### Point localization data
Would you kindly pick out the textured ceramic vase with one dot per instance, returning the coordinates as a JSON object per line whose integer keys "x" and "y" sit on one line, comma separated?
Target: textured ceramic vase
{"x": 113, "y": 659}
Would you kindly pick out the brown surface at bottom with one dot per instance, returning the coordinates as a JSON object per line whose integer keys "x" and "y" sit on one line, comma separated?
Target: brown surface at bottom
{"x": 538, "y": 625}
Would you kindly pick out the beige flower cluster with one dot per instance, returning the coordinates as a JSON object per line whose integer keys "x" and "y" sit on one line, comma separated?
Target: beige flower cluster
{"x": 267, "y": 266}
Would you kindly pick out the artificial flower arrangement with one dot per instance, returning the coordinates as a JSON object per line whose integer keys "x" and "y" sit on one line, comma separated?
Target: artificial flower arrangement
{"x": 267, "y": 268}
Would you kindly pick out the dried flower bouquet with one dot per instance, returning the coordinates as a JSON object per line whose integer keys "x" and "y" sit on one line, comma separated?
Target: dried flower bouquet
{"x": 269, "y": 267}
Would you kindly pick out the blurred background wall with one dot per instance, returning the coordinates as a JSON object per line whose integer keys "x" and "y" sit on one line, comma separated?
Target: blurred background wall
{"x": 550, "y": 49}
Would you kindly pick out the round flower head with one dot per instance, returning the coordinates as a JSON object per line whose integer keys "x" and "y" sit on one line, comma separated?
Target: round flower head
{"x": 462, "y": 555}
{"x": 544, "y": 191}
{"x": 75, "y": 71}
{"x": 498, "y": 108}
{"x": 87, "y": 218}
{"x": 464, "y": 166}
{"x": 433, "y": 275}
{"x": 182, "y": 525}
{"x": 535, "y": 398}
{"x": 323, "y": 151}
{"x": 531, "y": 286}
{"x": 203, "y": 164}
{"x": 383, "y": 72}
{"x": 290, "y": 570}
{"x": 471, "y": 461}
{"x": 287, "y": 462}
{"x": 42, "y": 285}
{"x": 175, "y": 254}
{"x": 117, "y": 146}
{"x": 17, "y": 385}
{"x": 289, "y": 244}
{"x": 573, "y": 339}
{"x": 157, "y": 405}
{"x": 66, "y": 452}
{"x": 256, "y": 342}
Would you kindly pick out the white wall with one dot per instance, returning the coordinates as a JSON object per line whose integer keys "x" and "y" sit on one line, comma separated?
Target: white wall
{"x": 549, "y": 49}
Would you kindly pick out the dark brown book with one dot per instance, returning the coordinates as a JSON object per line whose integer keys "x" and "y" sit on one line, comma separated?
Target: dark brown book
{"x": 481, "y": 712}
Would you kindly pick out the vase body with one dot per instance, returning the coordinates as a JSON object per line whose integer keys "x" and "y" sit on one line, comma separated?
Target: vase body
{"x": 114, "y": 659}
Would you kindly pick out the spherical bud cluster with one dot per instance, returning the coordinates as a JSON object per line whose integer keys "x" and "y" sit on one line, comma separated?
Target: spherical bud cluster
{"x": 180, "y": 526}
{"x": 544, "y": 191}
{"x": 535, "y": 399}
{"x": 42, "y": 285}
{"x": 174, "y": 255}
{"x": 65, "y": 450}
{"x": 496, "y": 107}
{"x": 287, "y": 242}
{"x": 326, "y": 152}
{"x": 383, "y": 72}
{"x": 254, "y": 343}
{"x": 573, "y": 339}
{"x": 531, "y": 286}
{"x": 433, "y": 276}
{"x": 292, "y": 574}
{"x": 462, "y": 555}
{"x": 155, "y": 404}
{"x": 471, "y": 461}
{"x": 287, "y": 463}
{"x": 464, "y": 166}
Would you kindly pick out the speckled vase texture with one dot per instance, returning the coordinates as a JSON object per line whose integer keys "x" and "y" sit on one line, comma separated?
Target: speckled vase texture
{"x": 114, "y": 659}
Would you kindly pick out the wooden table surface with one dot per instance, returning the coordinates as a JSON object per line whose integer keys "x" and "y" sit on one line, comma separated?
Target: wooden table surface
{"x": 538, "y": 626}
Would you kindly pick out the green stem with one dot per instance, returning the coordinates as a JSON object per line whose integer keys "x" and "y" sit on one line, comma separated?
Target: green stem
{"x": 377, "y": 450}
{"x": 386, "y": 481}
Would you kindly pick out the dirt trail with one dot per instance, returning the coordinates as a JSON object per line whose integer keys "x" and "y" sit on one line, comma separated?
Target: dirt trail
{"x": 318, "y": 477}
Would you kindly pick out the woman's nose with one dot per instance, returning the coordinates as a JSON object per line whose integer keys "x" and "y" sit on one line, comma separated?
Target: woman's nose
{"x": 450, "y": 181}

### Work instructions
Retype only the stretch of lines above starting at the one with "Target: blurred background wall" and stopping at the one with "Would you kindly pick out the spherical", exactly as written, with both kept.

### Response for this exercise
Target: blurred background wall
{"x": 550, "y": 49}
Would you kindly pick out the round flower head with one dot per instance, returning the coordinates as a JSON object per line whose integer keys "x" and "y" sit on one line, comma separated?
Target: round flower head
{"x": 462, "y": 555}
{"x": 544, "y": 191}
{"x": 75, "y": 71}
{"x": 498, "y": 108}
{"x": 87, "y": 218}
{"x": 464, "y": 166}
{"x": 433, "y": 275}
{"x": 182, "y": 525}
{"x": 535, "y": 398}
{"x": 323, "y": 151}
{"x": 531, "y": 286}
{"x": 203, "y": 164}
{"x": 383, "y": 72}
{"x": 290, "y": 570}
{"x": 471, "y": 461}
{"x": 287, "y": 462}
{"x": 42, "y": 285}
{"x": 175, "y": 254}
{"x": 117, "y": 146}
{"x": 17, "y": 385}
{"x": 289, "y": 244}
{"x": 573, "y": 339}
{"x": 157, "y": 405}
{"x": 66, "y": 452}
{"x": 256, "y": 342}
Would you kindly pick out the white wall with one dot per instance, returning the coordinates as a JSON object per line whose integer keys "x" and "y" sit on one line, comma separated?
Target: white wall
{"x": 549, "y": 49}
Would you kindly pick out the dark brown book with one dot per instance, returning the coordinates as a JSON object per line whose integer keys "x" and "y" sit on one line, comma separated?
Target: dark brown book
{"x": 481, "y": 712}
Would you kindly pick out the vase body with one dot per instance, returning the coordinates as a JSON object per line whose integer keys "x" and "y" sit on one line, comma separated?
Target: vase body
{"x": 114, "y": 659}
Would you kindly pick out the spherical bud cluster with one dot per instance, returning the coordinates as a JSON object per line whose integer keys "x" and "y" sit on one line, comma separated?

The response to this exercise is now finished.